▶ **EXERCISE GOAL**: Check each line below for the word "shirt" and give the count alone.

▶ **GIVEN INFORMATION**:
· · · · ·

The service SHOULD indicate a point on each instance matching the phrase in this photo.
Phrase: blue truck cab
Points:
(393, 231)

· · · · ·

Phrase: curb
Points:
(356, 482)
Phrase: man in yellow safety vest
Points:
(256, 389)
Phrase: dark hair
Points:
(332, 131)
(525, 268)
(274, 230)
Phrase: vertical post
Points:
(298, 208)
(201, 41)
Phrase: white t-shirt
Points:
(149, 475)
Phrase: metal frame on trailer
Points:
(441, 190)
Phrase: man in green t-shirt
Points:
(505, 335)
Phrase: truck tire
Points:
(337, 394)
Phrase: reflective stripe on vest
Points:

· · · · ·

▶ **EXERCISE RESULT**: 2